**Work required:**
Show every line in the entries below that contains the word "sneaker".

**Data in this exercise:**
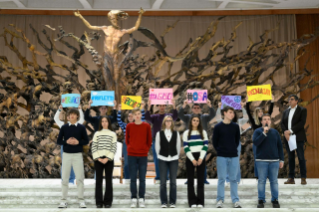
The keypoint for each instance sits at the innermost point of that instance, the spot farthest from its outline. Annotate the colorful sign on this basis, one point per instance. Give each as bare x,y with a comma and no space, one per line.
70,100
259,93
197,96
102,98
130,102
232,101
161,96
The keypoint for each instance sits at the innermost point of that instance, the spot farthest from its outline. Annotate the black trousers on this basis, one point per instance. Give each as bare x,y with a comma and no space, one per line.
190,168
108,193
301,157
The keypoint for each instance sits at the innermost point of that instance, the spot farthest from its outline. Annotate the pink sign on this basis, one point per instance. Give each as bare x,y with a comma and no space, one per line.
161,96
197,96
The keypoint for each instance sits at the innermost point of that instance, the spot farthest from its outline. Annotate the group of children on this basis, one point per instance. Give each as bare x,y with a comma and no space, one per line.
166,145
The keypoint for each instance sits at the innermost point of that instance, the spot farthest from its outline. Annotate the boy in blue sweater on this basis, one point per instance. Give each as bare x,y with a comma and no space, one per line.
73,136
226,137
269,158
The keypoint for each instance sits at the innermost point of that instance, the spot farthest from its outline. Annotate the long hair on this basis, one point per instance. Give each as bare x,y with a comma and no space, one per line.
164,120
108,120
199,127
255,115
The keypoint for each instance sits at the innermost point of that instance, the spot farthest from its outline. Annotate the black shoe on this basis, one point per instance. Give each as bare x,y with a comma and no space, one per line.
260,204
275,204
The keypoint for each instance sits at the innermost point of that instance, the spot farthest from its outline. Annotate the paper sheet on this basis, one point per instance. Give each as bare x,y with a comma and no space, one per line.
292,143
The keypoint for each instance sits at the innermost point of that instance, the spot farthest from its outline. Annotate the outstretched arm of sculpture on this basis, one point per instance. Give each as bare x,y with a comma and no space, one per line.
77,14
138,22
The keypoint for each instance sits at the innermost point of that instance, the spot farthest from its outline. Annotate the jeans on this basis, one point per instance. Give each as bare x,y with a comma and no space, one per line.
190,168
255,166
137,164
269,169
301,157
72,175
172,166
227,165
238,176
108,193
126,167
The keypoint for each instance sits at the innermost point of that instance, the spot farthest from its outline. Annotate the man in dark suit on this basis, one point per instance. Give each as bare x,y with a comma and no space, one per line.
293,123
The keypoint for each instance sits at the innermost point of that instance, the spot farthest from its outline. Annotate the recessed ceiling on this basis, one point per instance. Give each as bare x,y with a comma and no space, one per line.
157,4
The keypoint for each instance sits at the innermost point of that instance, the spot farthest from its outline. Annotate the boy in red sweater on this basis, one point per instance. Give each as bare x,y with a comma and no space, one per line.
138,141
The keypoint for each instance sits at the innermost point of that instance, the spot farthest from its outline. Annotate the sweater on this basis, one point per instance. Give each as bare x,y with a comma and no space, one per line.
123,124
104,144
77,131
95,120
205,119
195,144
61,123
268,146
226,139
157,119
138,139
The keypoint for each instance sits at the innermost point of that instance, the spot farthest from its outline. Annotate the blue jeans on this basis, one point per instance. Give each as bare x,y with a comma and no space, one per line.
157,177
72,175
255,166
137,164
269,169
227,165
126,167
238,177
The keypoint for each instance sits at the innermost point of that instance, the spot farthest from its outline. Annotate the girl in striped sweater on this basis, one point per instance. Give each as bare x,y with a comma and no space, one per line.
103,151
195,146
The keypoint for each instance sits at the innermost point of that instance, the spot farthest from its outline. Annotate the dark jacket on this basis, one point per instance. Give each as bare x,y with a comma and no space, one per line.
297,124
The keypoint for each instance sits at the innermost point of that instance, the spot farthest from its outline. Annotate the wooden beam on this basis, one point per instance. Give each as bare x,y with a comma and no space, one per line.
165,13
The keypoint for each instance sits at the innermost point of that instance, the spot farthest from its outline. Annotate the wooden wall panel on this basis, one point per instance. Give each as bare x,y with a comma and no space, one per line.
306,24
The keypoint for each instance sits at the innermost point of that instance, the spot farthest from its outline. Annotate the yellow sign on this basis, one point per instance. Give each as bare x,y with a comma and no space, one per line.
259,93
131,102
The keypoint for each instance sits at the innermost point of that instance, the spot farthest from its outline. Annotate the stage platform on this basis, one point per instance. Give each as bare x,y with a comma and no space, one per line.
44,195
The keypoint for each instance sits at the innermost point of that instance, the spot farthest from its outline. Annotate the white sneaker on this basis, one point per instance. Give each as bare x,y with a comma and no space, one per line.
237,205
219,204
82,205
134,203
63,205
141,203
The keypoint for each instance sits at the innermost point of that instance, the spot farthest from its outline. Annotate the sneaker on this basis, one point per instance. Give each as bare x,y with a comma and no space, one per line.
82,205
63,205
133,203
260,204
141,203
237,205
219,204
275,204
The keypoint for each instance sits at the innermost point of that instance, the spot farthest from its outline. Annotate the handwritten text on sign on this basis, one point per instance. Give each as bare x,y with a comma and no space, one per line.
259,93
102,98
161,96
70,100
232,101
131,102
197,96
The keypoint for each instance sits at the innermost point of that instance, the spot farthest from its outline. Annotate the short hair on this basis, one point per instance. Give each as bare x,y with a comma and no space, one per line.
74,111
135,110
294,96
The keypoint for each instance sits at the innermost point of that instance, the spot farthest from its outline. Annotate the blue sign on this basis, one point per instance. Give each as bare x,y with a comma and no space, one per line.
102,98
70,100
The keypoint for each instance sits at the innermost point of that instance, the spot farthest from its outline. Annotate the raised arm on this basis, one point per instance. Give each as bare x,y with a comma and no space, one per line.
137,24
86,23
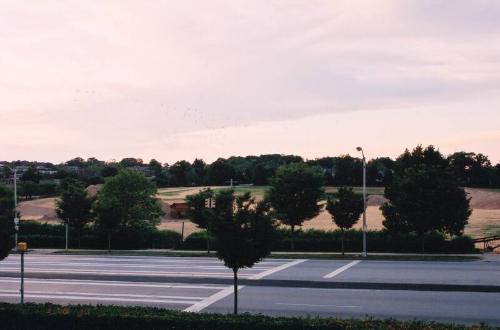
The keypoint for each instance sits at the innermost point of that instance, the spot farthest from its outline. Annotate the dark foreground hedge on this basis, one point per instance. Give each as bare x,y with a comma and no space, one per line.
54,317
40,235
330,241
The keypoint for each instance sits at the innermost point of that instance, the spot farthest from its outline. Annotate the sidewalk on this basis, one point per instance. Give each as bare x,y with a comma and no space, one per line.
278,254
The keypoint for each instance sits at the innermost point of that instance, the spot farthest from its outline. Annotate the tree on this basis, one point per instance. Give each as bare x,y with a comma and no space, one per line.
199,213
345,210
181,174
424,197
131,162
74,207
124,200
31,175
6,221
294,194
200,171
243,231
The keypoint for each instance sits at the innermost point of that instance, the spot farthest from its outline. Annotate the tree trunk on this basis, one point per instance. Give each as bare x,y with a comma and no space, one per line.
67,243
235,273
423,242
208,240
343,232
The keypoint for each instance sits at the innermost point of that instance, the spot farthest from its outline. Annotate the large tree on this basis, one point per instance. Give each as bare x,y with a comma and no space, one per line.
295,194
345,209
243,231
425,196
73,207
200,213
6,221
126,199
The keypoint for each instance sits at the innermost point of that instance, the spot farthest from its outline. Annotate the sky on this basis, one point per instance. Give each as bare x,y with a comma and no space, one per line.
190,79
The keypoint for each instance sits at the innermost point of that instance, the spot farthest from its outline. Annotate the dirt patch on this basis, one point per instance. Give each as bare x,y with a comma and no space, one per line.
484,199
39,209
485,219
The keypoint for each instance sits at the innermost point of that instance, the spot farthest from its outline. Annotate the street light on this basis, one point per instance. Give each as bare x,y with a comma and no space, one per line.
364,201
16,219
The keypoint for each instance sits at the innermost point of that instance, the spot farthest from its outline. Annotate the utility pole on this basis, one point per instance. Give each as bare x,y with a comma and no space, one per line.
23,248
16,219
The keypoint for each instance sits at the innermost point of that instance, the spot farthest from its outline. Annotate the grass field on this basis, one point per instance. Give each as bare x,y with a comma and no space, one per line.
484,221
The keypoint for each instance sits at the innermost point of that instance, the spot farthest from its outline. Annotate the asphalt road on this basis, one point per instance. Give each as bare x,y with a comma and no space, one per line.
460,292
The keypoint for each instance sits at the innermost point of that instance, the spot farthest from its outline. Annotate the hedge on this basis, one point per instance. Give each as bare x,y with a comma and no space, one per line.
54,317
143,237
330,241
39,235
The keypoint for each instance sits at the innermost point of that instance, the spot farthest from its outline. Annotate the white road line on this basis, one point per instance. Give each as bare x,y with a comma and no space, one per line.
110,283
128,272
199,306
317,305
103,294
276,269
341,269
93,298
152,267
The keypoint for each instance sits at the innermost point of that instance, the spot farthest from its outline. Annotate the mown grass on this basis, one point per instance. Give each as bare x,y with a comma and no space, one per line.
50,316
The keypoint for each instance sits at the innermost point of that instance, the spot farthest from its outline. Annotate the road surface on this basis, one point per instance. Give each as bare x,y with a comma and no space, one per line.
460,292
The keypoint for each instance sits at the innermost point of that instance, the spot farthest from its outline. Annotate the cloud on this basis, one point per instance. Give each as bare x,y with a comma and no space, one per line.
111,77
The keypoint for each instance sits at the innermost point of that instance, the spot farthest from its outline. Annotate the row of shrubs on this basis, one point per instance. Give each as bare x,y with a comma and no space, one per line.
131,238
330,241
146,237
53,317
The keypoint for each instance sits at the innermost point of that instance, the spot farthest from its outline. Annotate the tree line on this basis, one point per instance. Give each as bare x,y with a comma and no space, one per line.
470,169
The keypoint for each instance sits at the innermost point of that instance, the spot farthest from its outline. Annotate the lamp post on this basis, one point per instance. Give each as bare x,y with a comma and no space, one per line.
16,219
364,202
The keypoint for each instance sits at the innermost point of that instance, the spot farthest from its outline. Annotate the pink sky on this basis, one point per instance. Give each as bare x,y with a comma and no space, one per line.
182,79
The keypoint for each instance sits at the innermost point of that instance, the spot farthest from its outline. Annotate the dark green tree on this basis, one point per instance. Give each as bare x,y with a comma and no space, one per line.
424,197
126,199
6,221
220,172
243,231
200,171
74,207
345,209
295,194
181,174
199,213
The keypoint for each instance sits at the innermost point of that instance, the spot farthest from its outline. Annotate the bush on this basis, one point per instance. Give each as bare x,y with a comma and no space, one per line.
377,241
54,317
39,235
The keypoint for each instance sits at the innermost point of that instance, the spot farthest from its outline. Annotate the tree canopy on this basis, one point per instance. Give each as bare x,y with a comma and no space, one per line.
425,196
127,199
295,194
345,209
6,221
243,231
74,206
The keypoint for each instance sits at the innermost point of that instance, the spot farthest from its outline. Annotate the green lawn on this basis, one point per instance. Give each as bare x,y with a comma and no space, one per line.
260,190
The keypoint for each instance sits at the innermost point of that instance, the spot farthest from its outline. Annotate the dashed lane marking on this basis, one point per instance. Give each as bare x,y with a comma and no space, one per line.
342,269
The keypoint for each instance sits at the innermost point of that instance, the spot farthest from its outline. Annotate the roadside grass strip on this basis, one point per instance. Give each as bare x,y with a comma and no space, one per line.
199,306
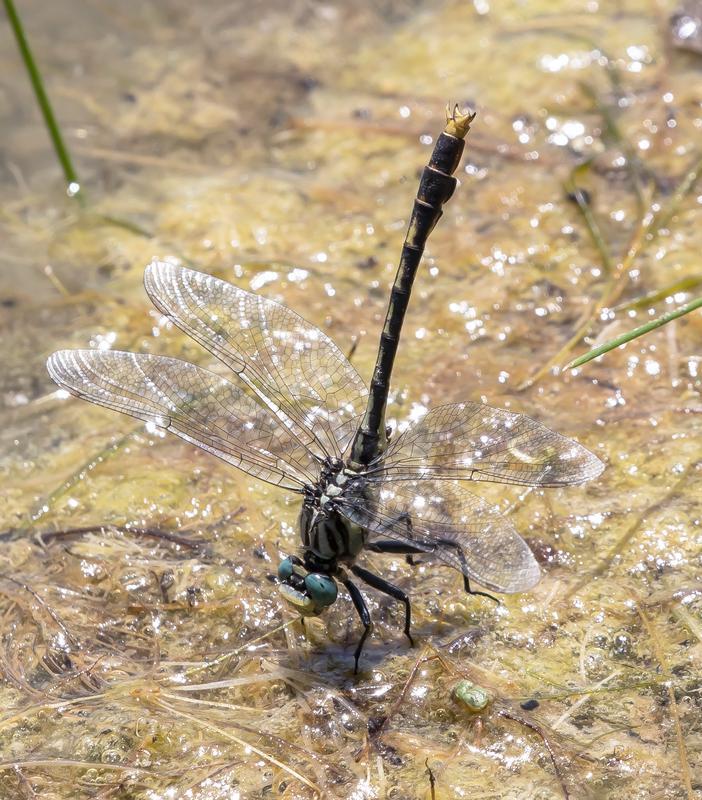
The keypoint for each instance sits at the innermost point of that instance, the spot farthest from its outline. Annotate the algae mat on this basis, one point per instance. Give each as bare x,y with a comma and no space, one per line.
144,652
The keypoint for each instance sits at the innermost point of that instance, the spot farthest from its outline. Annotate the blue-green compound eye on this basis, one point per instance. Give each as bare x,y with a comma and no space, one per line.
322,589
285,569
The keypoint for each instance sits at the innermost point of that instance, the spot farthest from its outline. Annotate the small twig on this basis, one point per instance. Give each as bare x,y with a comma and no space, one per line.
153,533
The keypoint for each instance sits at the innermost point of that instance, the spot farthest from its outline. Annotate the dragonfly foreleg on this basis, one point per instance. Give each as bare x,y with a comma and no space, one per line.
362,611
388,588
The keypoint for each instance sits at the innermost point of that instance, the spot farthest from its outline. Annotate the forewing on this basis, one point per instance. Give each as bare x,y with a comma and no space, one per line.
197,405
471,441
439,516
303,376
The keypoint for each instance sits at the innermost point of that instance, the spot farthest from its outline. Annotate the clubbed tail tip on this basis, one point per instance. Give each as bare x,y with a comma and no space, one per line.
458,121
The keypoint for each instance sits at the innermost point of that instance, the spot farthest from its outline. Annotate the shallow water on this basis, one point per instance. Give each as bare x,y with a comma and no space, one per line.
278,146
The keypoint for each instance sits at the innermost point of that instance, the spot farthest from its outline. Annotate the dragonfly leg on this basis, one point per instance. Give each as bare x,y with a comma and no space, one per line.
388,588
362,611
462,558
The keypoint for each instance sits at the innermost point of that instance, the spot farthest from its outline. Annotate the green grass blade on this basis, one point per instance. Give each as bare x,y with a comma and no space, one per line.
640,331
73,184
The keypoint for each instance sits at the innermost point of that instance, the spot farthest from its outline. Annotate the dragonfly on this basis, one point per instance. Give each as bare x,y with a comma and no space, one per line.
295,413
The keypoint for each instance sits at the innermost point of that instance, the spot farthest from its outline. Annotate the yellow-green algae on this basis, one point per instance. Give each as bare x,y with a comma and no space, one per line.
278,146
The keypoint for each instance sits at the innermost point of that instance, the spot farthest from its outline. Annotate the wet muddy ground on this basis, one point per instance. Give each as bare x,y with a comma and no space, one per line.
144,653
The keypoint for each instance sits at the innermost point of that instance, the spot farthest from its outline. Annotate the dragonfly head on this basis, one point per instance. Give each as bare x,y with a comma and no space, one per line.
309,593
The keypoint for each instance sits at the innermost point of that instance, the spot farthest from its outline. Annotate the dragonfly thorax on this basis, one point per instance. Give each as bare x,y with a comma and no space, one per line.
327,536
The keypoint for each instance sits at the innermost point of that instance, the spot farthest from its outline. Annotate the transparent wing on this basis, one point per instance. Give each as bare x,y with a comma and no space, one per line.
446,520
197,405
471,441
302,375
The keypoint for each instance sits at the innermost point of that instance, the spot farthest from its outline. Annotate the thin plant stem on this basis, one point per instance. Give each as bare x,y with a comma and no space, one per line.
593,227
73,184
610,294
612,344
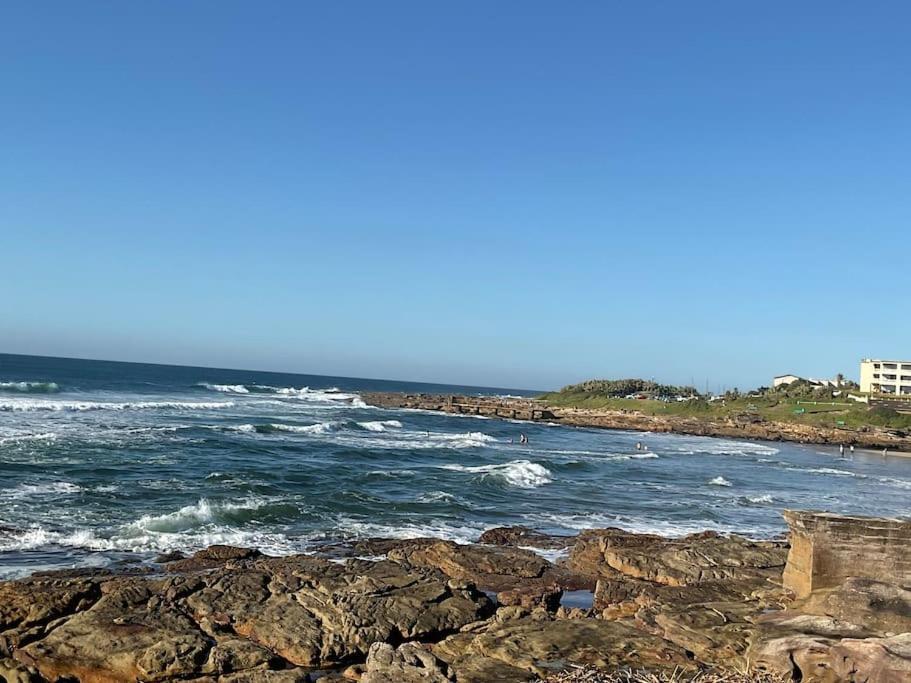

**Problem solution:**
The keypoint for each instance sits at the innermost point of that instance, the spot farthest from its outline. Annotate the white sneaker on this basis, one point per instance. Give each as bare x,y with a comma and no space, one per line.
The keypoint for each instance sits at the innermost point of that instance, the spot farthest from its outline. Annotate the sneaker on this basis, one point per instance. Give each as bare x,y with a comma and no space, one per line.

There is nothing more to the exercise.